— Begin —

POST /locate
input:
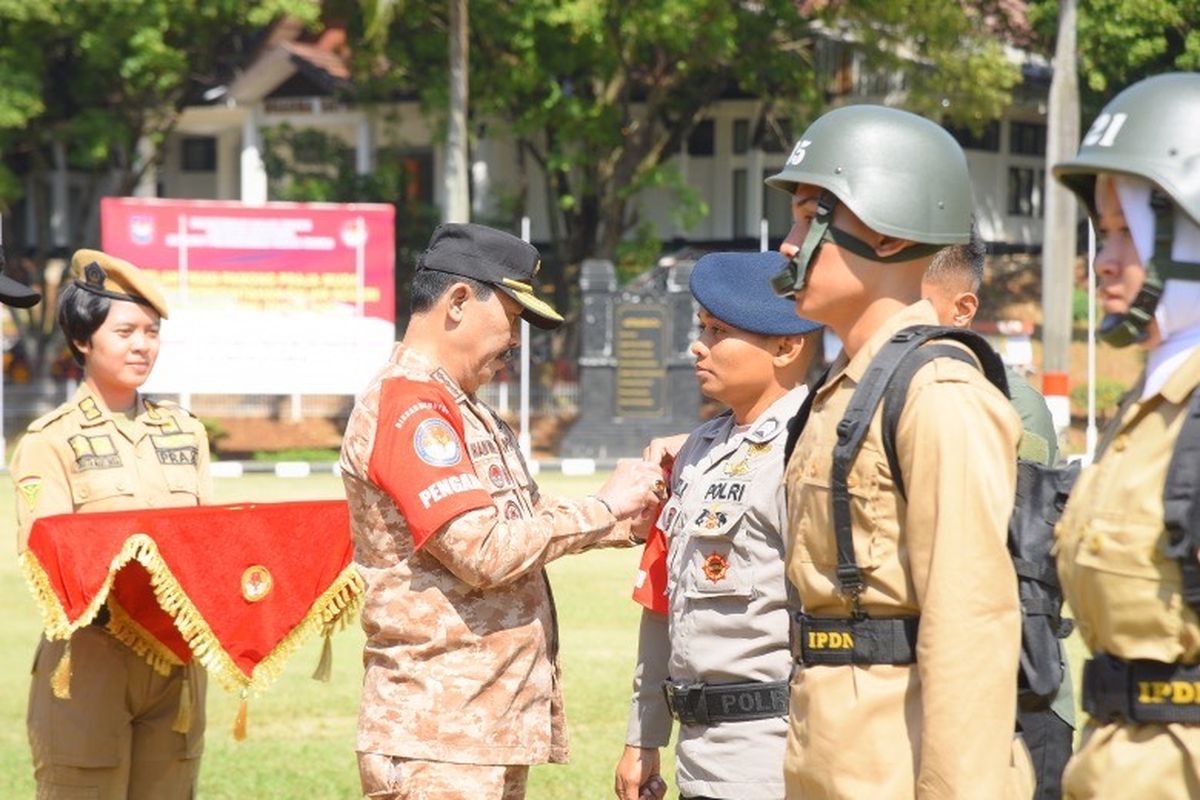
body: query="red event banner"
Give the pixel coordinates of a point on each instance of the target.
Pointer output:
(271, 257)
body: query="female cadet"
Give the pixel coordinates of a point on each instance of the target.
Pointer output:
(1138, 170)
(126, 731)
(714, 654)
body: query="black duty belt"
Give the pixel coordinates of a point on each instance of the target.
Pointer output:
(1140, 691)
(711, 703)
(865, 641)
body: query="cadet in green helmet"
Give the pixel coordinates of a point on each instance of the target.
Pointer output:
(911, 632)
(1127, 540)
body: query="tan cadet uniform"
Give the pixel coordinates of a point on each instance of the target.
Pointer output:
(729, 619)
(114, 734)
(1125, 593)
(461, 654)
(942, 727)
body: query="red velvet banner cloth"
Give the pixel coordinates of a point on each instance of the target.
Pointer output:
(229, 584)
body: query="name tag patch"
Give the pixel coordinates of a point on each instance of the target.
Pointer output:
(448, 487)
(175, 449)
(95, 452)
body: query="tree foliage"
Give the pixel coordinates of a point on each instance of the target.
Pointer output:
(603, 94)
(1123, 41)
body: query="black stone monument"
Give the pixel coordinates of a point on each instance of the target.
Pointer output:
(636, 376)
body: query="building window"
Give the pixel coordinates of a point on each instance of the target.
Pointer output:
(741, 137)
(739, 204)
(984, 139)
(198, 154)
(777, 136)
(1025, 191)
(700, 140)
(1027, 139)
(777, 208)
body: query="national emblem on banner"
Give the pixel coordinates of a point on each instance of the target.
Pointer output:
(235, 588)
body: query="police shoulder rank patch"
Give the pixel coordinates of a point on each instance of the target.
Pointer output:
(715, 567)
(436, 443)
(30, 487)
(89, 409)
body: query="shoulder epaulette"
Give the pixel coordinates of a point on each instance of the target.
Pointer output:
(51, 416)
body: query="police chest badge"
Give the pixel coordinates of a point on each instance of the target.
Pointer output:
(437, 444)
(256, 583)
(715, 567)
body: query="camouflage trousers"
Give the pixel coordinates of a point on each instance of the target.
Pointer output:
(390, 777)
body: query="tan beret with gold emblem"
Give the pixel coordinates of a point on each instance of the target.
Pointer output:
(113, 277)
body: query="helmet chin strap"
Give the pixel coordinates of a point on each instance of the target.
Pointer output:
(1133, 326)
(793, 277)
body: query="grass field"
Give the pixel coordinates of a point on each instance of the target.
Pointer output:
(300, 740)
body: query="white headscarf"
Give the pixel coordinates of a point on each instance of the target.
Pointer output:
(1179, 308)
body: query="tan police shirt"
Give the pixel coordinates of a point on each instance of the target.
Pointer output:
(942, 727)
(461, 655)
(727, 618)
(82, 457)
(1125, 591)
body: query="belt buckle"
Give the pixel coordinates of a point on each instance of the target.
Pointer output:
(685, 701)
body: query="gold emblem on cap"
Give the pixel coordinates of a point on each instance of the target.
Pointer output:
(516, 284)
(256, 583)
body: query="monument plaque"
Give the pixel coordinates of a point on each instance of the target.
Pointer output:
(641, 360)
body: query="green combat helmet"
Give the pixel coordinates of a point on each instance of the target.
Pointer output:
(901, 174)
(1149, 131)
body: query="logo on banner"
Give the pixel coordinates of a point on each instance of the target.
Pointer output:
(256, 583)
(142, 229)
(354, 233)
(436, 444)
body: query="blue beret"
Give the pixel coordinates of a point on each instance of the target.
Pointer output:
(736, 289)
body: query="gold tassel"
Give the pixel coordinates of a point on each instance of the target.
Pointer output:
(239, 721)
(184, 716)
(60, 679)
(324, 669)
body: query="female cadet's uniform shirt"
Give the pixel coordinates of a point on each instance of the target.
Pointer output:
(82, 457)
(727, 620)
(943, 726)
(450, 535)
(1125, 594)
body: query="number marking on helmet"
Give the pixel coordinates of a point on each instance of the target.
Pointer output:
(1104, 130)
(798, 152)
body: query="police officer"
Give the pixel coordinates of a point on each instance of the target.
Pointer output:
(1127, 575)
(952, 283)
(907, 685)
(714, 655)
(462, 690)
(126, 729)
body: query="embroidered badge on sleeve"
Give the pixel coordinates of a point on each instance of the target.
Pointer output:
(419, 457)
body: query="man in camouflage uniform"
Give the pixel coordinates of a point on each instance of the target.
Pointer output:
(462, 689)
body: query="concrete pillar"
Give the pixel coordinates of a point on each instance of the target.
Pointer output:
(227, 164)
(253, 173)
(364, 146)
(754, 192)
(148, 184)
(60, 210)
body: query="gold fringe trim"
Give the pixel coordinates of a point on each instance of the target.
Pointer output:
(239, 720)
(126, 630)
(331, 612)
(60, 679)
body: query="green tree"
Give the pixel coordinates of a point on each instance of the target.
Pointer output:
(603, 94)
(1123, 41)
(96, 88)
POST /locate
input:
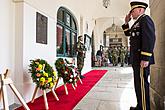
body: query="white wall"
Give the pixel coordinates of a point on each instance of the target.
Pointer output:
(27, 48)
(7, 41)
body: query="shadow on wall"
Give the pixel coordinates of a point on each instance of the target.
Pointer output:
(158, 103)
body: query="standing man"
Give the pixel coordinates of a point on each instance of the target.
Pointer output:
(142, 41)
(81, 55)
(122, 56)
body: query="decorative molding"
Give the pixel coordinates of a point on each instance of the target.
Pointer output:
(18, 1)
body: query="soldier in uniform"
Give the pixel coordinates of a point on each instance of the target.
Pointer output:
(115, 53)
(142, 41)
(80, 55)
(122, 56)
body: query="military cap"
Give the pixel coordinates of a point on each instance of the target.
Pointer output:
(138, 4)
(79, 36)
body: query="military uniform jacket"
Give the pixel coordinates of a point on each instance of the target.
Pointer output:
(142, 39)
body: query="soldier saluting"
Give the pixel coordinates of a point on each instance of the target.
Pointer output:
(80, 55)
(142, 41)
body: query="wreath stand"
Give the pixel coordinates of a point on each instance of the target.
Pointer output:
(3, 91)
(65, 87)
(44, 94)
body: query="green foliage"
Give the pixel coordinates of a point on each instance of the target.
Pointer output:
(64, 71)
(42, 74)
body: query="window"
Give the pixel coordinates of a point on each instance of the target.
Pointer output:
(66, 33)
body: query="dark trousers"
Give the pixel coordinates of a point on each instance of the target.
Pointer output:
(142, 89)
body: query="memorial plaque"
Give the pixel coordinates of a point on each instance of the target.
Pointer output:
(41, 28)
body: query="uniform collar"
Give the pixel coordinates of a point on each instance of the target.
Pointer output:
(138, 17)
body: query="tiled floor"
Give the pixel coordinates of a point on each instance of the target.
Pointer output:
(115, 91)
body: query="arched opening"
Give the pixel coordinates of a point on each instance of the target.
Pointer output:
(66, 33)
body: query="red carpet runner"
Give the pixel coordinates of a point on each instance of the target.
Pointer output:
(68, 102)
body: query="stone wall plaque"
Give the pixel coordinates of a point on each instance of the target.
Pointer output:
(41, 28)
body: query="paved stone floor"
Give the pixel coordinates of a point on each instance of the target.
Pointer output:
(114, 91)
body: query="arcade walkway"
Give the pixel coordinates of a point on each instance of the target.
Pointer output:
(115, 91)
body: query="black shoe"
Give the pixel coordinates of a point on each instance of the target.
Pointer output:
(81, 76)
(133, 108)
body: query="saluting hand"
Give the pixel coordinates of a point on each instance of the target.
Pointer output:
(127, 18)
(144, 64)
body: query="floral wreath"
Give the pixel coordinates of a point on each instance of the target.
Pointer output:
(64, 71)
(42, 74)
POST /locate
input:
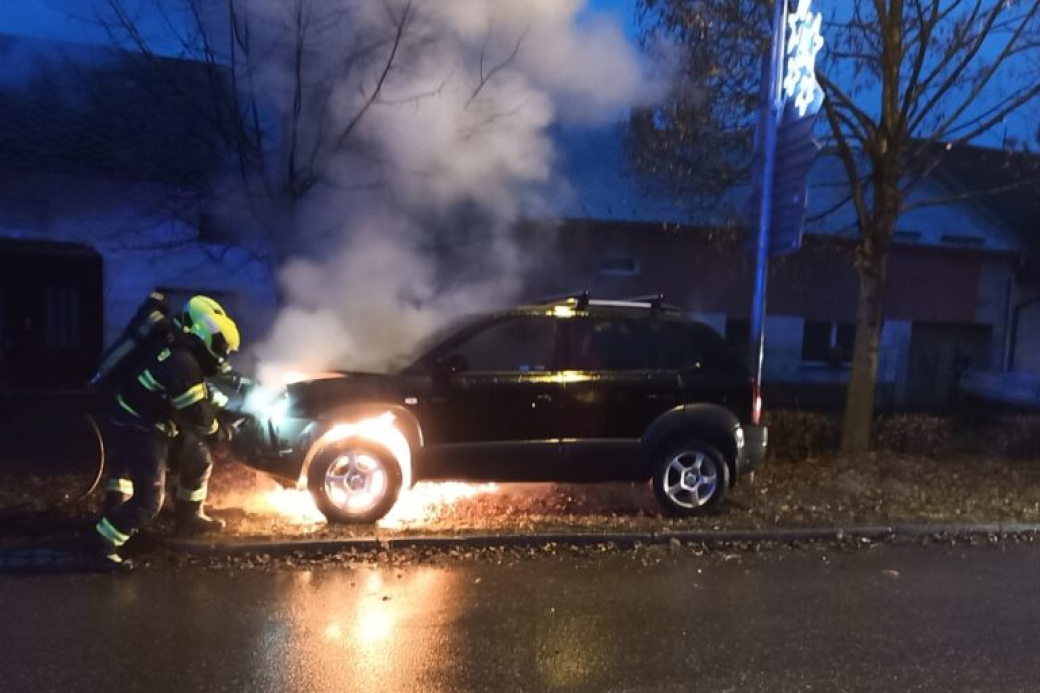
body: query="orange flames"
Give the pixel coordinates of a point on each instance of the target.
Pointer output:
(415, 507)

— End —

# Short task
List every line of the material above that contains the word "trousers".

# Answer to the task
body: query="camouflage trousers"
body: query="dark trousers"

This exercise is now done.